## Problem description
In the listing that follows, how many lines include the word "positive"? Only the number is wanted.

## Available data
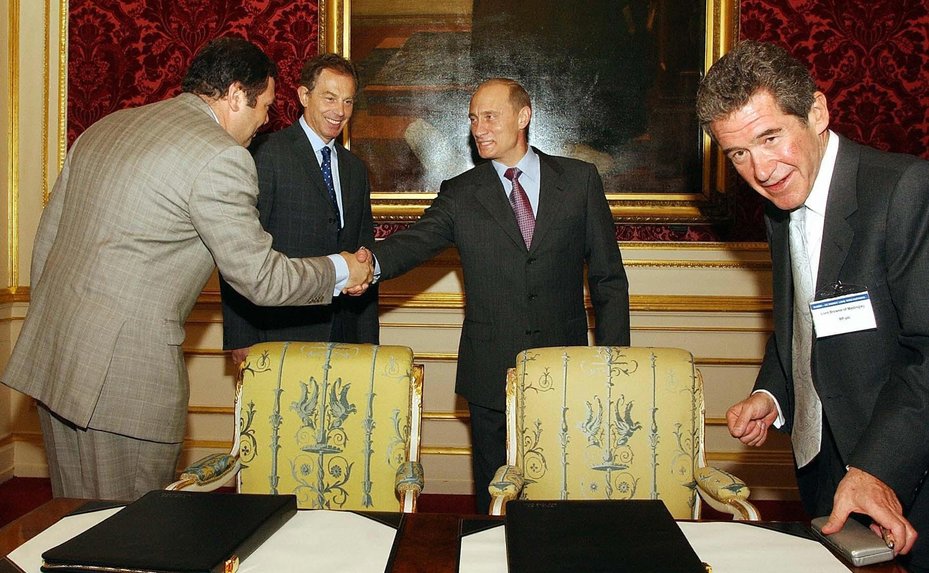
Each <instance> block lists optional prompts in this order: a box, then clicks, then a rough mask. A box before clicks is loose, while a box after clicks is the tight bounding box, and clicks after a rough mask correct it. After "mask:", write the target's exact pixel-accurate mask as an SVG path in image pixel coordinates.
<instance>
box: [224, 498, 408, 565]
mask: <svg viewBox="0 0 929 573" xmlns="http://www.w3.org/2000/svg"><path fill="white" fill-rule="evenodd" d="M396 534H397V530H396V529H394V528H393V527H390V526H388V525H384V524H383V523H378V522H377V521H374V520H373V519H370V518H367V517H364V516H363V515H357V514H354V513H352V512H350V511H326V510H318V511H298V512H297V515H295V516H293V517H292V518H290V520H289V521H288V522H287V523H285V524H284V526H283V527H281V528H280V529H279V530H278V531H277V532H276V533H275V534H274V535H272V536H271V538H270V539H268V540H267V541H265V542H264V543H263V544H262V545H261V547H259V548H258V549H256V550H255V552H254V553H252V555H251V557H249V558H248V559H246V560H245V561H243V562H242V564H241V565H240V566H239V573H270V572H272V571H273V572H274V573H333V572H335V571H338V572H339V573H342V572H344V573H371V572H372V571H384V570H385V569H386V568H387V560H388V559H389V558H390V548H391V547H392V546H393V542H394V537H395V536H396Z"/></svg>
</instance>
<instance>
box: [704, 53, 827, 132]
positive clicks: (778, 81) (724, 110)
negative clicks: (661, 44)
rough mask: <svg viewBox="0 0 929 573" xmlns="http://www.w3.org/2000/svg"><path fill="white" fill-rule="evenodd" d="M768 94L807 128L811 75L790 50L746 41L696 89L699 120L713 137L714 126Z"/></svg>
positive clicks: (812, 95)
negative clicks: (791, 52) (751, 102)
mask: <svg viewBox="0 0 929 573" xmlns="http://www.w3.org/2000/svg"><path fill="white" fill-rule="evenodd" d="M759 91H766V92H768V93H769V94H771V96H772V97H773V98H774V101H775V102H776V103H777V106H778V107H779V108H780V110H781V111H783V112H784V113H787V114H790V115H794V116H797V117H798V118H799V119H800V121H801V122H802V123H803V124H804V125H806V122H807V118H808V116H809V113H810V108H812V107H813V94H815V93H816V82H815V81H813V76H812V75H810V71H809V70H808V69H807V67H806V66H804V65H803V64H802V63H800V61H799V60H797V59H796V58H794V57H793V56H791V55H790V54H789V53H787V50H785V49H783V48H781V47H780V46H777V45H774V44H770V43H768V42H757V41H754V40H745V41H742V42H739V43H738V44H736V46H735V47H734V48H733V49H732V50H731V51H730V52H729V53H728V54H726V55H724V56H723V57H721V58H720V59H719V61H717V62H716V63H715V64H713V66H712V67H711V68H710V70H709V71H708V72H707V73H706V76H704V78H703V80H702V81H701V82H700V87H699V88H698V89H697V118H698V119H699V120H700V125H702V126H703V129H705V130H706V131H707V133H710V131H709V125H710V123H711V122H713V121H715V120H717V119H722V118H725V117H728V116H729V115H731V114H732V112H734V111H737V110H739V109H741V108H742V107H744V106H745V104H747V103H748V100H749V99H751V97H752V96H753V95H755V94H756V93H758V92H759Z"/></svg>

## Response
2